OBJECTIVE: Render every line below as a numbered list, omitting any blank lines.

INPUT FOR THIS TASK:
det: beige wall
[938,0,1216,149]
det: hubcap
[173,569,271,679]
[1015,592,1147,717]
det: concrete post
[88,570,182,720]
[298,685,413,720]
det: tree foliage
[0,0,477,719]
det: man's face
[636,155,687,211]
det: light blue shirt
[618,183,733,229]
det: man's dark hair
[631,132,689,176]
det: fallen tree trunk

REPLY:
1. det: beige wall
2. [938,0,1216,149]
3. det: hubcap
4. [173,569,271,679]
5. [1015,592,1147,717]
6. det: concrete post
7. [88,570,182,720]
8. [298,685,413,720]
9. det: tree foliage
10. [0,0,477,719]
11. det: man's face
12. [636,155,687,211]
13. det: light blue shirt
14. [618,183,733,229]
15. det: man's dark hair
16. [631,132,689,176]
17. det: fallen tree trunk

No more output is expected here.